▸ **REQUIRED TASK 1**: Quote the passage on denying yourself, starting at "That may or" and ending at "loyalty to Jesus.".
▸ **REQUIRED TASK 2**: In the passage on denying yourself, where does it say a person carrying a cross in the time of Jesus was headed?

That may or may not be true, but it’s not what this passage was about.
The key phrase is ‘must deny themselves’. Early Christians in the time the evangelists wrote the gospels were being hauled before the courts and told to deny their faith in Jesus – to make a break with Christ and return to the pagan worship of idols. Even in the Jewish community, the book of Acts tells stories of the early Christians being brought before the Sanhedrin where they were told to cease and desist their preaching about Jesus – to disobey Jesus’ command to spread his message to everyone – effectively, to deny their loyalty to Jesus.
That’s what’s in view here. Jesus challenges his followers: if you want to be my disciples, you’ve got to be willing to deny yourselves rather than deny me. Deny yourselves the easy life that would come if you just went along with everyone’s demands and expectations and blended back in with the world around you. To ‘take up your cross’ is to refuse to do that. Someone who was carrying a cross in the time of Jesus was on their way out to a place of execution; the Roman empire was about to kill them. To follow me, Jesus is saying, means to be willing to be publicly identified with me and to take the consequences of that identification, whatever they may be. It led our Master to the Cross. It might well mean suffering for us as well.
So the challenge for me today is, if I claim to be a follower of Jesus, am I willing to be publicly identified with him, no matter whether or not that is popular? By my actions and my words, am I willing to be public about my allegiance to Jesus, and to the flawed, fallible, slightly crackpot group of people who are called by his name? That’s what it means to deny yourself, take up your cross daily, and follow Jesus.

▸ **RECORDED DATA**:

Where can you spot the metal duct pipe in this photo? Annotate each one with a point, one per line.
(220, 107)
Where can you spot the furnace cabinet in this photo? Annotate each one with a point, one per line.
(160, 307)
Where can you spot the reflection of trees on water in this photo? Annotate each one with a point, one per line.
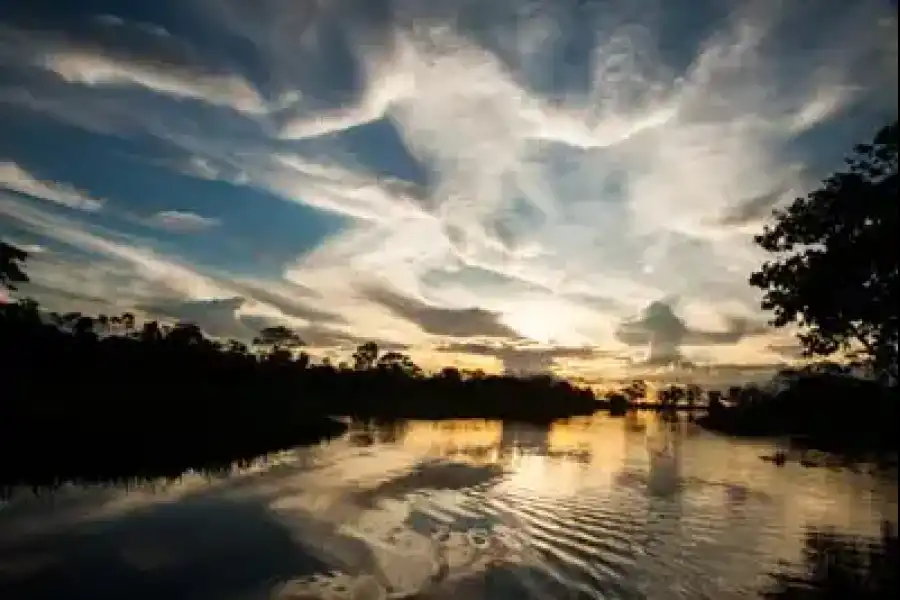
(839, 566)
(524, 438)
(369, 433)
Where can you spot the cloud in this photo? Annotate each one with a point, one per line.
(94, 69)
(522, 359)
(16, 179)
(664, 333)
(179, 221)
(439, 321)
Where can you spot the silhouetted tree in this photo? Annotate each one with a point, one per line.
(398, 362)
(366, 356)
(278, 338)
(837, 271)
(636, 390)
(12, 264)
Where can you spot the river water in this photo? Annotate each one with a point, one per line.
(594, 507)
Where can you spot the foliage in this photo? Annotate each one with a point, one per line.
(836, 271)
(12, 261)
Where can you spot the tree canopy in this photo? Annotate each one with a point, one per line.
(12, 260)
(836, 271)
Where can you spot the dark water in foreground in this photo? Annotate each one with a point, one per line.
(588, 508)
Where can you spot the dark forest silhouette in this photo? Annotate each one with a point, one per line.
(836, 272)
(92, 396)
(836, 276)
(840, 567)
(100, 397)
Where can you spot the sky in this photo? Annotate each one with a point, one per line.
(523, 186)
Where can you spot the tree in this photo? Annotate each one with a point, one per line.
(366, 356)
(836, 271)
(12, 266)
(278, 339)
(397, 362)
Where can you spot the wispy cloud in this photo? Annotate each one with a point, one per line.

▸ **WRITTEN SOLUTION 1**:
That may or may not be true, but it’s not what this passage was about.
The key phrase is ‘must deny themselves’. Early Christians in the time the evangelists wrote the gospels were being hauled before the courts and told to deny their faith in Jesus – to make a break with Christ and return to the pagan worship of idols. Even in the Jewish community, the book of Acts tells stories of the early Christians being brought before the Sanhedrin where they were told to cease and desist their preaching about Jesus – to disobey Jesus’ command to spread his message to everyone – effectively, to deny their loyalty to Jesus.

▸ **WRITTEN SOLUTION 2**: To a place of execution.